= Beginning of Section =

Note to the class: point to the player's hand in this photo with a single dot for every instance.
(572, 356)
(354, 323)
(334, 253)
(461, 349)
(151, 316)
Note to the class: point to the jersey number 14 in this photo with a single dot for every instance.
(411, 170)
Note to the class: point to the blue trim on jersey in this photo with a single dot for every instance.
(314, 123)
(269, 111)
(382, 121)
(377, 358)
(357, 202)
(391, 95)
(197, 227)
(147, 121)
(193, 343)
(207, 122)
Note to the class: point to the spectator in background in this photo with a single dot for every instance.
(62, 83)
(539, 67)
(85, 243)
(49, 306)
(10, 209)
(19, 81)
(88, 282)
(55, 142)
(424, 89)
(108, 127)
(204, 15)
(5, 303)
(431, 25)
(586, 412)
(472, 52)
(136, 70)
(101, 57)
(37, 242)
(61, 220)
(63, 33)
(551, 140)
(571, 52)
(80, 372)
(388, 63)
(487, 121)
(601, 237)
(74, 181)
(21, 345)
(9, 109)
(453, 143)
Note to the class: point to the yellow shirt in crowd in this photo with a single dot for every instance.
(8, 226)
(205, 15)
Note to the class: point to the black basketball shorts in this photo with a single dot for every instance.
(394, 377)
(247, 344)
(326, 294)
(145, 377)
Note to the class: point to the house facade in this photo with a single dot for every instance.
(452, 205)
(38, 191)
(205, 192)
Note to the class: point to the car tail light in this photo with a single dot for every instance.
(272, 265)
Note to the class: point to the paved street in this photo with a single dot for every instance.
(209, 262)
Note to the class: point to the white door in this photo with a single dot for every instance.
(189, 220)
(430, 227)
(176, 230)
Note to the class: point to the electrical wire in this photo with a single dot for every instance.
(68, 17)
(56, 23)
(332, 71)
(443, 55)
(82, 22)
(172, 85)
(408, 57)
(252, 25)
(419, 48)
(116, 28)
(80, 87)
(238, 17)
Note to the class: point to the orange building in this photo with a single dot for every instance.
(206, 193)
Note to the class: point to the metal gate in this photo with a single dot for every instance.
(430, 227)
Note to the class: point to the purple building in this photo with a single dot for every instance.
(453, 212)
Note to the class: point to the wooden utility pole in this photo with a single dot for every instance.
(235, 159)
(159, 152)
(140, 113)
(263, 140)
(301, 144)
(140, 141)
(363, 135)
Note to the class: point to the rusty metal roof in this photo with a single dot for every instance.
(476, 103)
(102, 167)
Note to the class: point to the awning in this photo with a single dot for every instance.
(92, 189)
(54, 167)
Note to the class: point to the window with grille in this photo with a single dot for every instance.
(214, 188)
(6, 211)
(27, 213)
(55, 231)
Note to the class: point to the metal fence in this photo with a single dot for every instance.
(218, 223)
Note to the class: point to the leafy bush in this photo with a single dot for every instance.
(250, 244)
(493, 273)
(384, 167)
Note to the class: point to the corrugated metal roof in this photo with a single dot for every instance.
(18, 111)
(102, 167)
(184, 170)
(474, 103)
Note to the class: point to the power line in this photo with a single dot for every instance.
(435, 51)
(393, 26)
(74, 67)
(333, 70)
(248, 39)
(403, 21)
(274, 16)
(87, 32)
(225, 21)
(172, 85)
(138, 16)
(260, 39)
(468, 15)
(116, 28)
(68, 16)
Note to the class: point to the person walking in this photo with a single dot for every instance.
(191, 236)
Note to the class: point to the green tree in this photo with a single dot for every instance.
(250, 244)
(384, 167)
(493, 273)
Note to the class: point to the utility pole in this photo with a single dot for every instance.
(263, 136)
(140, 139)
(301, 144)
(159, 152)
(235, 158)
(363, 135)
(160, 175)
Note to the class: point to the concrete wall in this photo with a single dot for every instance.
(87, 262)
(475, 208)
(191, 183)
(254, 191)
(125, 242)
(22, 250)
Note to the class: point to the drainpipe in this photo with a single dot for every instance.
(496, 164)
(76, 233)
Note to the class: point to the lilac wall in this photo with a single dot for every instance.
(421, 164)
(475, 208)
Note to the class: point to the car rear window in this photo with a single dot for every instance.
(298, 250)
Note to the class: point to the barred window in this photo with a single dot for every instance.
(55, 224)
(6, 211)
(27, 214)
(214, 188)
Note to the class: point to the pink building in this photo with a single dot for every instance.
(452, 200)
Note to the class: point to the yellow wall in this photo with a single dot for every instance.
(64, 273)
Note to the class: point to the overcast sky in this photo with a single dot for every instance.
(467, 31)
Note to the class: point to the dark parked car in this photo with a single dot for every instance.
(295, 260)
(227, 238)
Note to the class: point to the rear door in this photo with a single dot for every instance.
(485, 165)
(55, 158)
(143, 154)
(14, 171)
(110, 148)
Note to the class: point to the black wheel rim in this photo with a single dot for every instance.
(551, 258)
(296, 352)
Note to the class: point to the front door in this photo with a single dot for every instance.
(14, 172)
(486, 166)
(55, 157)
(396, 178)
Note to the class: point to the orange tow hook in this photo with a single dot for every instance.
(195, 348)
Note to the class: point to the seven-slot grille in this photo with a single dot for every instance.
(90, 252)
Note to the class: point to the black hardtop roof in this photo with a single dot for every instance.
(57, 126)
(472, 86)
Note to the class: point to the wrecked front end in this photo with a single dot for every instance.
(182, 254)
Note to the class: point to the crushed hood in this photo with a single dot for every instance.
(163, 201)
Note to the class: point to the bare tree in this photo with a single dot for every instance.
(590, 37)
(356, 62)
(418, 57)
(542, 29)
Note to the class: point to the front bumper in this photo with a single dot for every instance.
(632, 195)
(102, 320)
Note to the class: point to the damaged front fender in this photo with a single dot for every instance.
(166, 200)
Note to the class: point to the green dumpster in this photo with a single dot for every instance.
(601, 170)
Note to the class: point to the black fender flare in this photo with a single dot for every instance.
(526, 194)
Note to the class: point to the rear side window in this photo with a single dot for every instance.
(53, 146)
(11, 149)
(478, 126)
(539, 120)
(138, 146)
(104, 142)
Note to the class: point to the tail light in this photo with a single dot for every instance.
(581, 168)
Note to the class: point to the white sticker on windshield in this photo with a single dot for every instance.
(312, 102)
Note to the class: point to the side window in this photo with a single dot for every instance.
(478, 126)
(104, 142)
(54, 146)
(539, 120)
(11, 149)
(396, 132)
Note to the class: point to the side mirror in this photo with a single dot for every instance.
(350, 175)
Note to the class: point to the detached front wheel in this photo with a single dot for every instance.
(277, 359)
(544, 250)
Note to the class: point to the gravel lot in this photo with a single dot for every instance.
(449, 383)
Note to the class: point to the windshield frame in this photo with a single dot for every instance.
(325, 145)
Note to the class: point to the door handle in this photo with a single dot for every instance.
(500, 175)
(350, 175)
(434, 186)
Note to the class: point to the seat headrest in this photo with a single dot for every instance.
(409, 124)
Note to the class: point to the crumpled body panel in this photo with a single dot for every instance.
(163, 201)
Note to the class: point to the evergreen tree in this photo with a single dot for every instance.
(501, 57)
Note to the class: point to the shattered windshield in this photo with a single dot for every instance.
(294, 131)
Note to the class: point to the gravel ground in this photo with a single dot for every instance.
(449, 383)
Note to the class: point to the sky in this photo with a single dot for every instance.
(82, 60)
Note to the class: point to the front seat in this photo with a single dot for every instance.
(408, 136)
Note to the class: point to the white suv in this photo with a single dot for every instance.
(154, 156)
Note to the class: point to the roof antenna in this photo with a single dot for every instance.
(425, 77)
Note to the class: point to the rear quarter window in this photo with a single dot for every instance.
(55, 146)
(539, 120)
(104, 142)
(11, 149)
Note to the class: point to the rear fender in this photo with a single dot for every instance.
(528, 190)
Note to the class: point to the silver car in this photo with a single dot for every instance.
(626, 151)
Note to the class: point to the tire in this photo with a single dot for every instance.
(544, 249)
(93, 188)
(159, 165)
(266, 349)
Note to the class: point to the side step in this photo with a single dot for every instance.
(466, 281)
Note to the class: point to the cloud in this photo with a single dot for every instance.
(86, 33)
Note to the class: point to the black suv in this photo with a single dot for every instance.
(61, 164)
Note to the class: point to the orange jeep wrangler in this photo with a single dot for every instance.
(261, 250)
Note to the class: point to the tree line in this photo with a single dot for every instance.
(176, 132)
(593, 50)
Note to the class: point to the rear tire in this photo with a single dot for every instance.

= End of Section =

**WORK REQUEST:**
Reproduce only the lines from the line containing "Note to the class: point to the cloud" to the last line of the material above, both of those lines included.

**EXERCISE RESPONSE:**
Note to the class: point to the cloud in this photo with a single dot for every instance.
(86, 33)
Note to the class: point to the black suv in this photo with a single dot for every instance.
(61, 164)
Note to the class: point to the orange jeep wrangler in this photo with a single dot for every instance.
(261, 250)
Note to the class: point to the tree line in this photo with a single dot for every instance.
(176, 132)
(593, 50)
Note to the class: point to the rear tire in this photo with a single dot for every instance.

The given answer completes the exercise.